(Object position labeling entries)
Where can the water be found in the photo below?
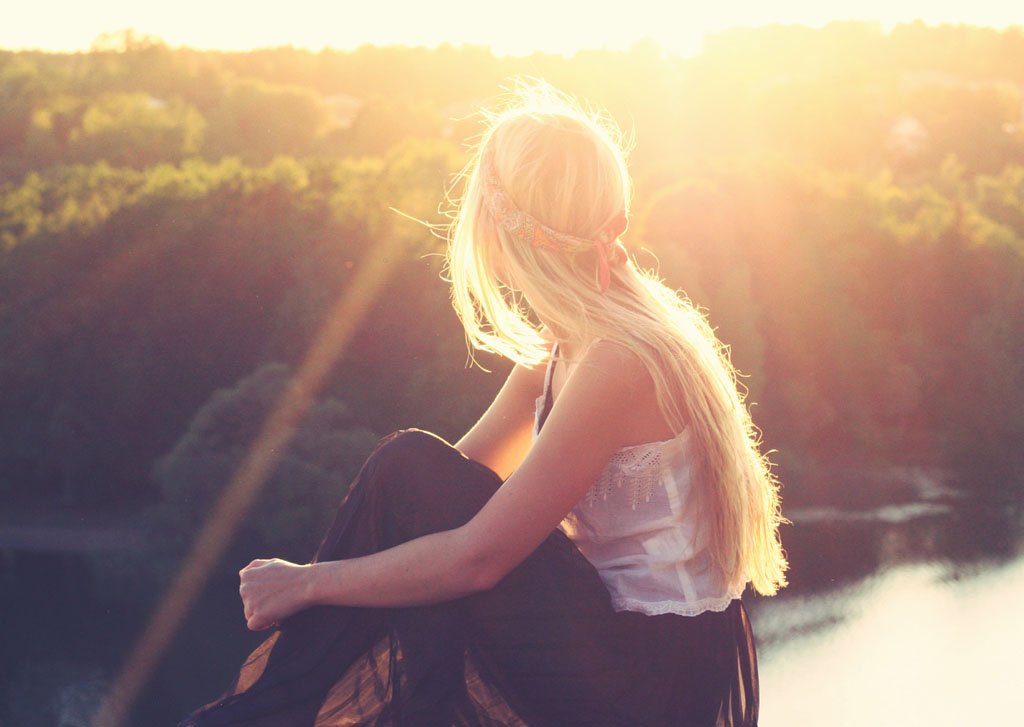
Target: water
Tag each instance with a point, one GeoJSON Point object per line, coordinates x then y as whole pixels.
{"type": "Point", "coordinates": [929, 644]}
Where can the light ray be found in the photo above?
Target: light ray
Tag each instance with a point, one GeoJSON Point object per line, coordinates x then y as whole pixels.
{"type": "Point", "coordinates": [220, 526]}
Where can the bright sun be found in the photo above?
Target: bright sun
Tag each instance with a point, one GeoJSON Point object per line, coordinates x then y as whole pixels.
{"type": "Point", "coordinates": [518, 28]}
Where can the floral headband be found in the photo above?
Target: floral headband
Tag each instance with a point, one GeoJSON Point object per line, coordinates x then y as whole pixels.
{"type": "Point", "coordinates": [523, 226]}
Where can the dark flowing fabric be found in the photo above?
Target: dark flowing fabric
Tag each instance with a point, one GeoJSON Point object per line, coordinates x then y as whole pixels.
{"type": "Point", "coordinates": [542, 648]}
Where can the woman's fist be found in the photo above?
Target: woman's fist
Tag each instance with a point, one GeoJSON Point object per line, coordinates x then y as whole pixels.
{"type": "Point", "coordinates": [271, 591]}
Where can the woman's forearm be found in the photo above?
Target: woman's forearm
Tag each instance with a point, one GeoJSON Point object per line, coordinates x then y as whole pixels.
{"type": "Point", "coordinates": [429, 569]}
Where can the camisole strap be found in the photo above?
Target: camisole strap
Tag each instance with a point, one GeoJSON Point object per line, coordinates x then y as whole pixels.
{"type": "Point", "coordinates": [548, 398]}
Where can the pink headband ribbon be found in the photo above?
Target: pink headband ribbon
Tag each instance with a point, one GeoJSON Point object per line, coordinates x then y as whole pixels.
{"type": "Point", "coordinates": [525, 227]}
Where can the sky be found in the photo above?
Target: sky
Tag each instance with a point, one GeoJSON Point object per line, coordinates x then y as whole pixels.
{"type": "Point", "coordinates": [517, 29]}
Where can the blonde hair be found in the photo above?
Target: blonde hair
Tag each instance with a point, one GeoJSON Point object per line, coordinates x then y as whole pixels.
{"type": "Point", "coordinates": [566, 168]}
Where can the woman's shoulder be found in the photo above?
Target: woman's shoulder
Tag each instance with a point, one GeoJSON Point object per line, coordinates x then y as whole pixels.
{"type": "Point", "coordinates": [617, 360]}
{"type": "Point", "coordinates": [620, 367]}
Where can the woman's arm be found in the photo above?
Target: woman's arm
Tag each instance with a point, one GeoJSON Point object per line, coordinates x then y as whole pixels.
{"type": "Point", "coordinates": [503, 435]}
{"type": "Point", "coordinates": [593, 418]}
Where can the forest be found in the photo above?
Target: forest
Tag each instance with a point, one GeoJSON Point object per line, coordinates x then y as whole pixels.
{"type": "Point", "coordinates": [176, 225]}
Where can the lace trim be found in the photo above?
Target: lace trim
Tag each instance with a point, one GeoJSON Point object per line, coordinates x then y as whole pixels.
{"type": "Point", "coordinates": [656, 608]}
{"type": "Point", "coordinates": [639, 467]}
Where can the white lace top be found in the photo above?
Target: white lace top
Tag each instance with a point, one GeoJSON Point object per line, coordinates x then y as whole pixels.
{"type": "Point", "coordinates": [637, 525]}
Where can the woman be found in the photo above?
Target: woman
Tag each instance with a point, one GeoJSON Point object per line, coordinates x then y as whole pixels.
{"type": "Point", "coordinates": [578, 557]}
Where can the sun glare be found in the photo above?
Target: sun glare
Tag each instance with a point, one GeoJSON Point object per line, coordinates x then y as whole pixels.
{"type": "Point", "coordinates": [516, 29]}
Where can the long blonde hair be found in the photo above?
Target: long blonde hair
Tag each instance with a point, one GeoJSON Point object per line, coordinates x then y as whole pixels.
{"type": "Point", "coordinates": [566, 168]}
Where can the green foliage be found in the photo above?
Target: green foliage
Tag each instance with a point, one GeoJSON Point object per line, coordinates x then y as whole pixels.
{"type": "Point", "coordinates": [847, 204]}
{"type": "Point", "coordinates": [257, 120]}
{"type": "Point", "coordinates": [298, 498]}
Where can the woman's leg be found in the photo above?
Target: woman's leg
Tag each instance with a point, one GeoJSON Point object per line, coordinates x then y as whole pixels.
{"type": "Point", "coordinates": [545, 638]}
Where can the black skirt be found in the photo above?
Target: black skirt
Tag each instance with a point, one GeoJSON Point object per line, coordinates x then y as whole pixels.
{"type": "Point", "coordinates": [544, 647]}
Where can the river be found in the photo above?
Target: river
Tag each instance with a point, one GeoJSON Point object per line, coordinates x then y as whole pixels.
{"type": "Point", "coordinates": [936, 642]}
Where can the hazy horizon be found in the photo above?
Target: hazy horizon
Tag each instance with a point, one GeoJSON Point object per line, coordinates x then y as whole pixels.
{"type": "Point", "coordinates": [535, 26]}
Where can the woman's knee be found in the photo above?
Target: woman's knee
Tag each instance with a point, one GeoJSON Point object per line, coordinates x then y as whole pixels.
{"type": "Point", "coordinates": [426, 483]}
{"type": "Point", "coordinates": [410, 447]}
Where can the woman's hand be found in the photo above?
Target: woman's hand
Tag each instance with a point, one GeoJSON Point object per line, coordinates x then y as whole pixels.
{"type": "Point", "coordinates": [271, 590]}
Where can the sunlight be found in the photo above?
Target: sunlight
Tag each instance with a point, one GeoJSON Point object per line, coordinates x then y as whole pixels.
{"type": "Point", "coordinates": [240, 494]}
{"type": "Point", "coordinates": [527, 27]}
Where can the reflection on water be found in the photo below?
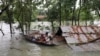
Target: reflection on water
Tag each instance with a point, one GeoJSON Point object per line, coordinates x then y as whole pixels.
{"type": "Point", "coordinates": [18, 46]}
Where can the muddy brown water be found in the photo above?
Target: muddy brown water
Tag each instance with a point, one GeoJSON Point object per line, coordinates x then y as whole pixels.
{"type": "Point", "coordinates": [18, 46]}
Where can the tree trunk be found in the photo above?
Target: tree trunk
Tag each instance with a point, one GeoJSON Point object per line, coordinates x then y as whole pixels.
{"type": "Point", "coordinates": [79, 13]}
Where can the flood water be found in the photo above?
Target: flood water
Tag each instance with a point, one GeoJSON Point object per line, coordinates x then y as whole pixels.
{"type": "Point", "coordinates": [18, 46]}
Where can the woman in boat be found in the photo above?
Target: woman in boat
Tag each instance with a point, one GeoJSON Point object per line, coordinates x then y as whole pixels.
{"type": "Point", "coordinates": [42, 38]}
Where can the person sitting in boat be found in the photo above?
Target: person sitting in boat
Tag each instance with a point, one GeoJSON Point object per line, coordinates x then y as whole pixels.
{"type": "Point", "coordinates": [42, 38]}
{"type": "Point", "coordinates": [48, 38]}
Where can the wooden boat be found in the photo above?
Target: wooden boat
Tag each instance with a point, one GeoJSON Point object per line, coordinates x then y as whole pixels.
{"type": "Point", "coordinates": [38, 42]}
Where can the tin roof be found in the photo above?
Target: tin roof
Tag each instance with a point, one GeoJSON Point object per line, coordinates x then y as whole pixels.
{"type": "Point", "coordinates": [80, 34]}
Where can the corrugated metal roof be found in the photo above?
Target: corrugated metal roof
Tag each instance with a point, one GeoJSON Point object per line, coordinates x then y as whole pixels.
{"type": "Point", "coordinates": [80, 34]}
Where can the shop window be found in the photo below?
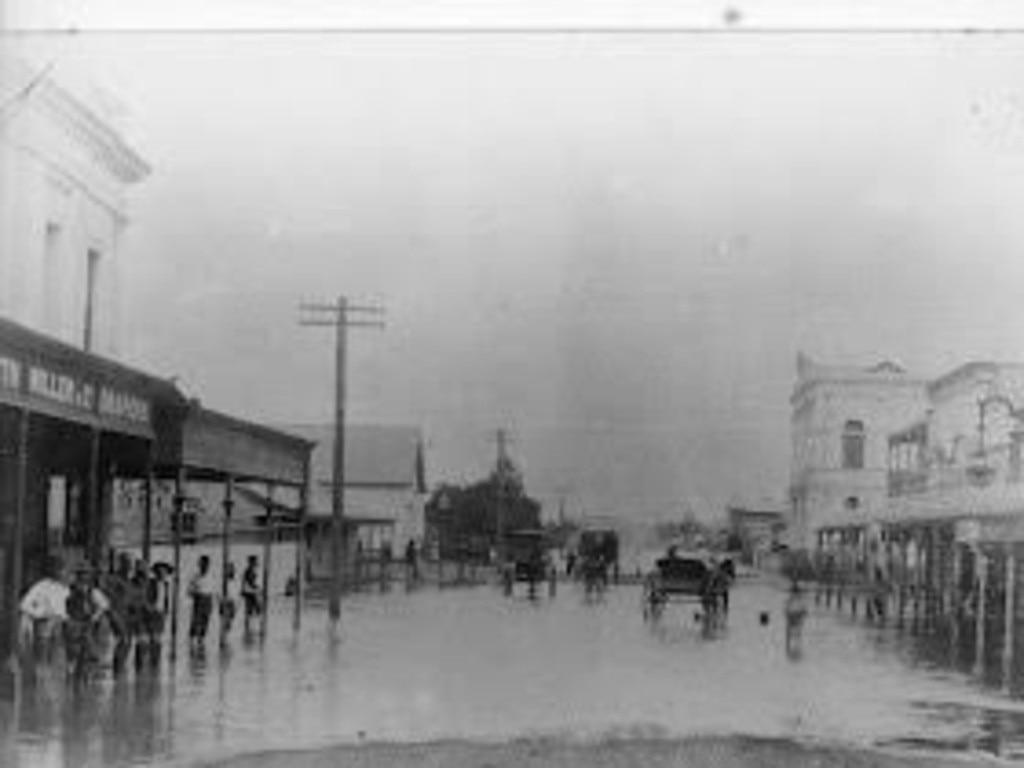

■ **Exercise prompt**
Collect every line of the data above that contains the string "lace", and copy each of those lines in full. Match case exactly.

■ **Task answer**
Where can the lace trim be found in the photo above?
Target: lace trim
Where can the white lace top be found in the photo above?
Target: white lace top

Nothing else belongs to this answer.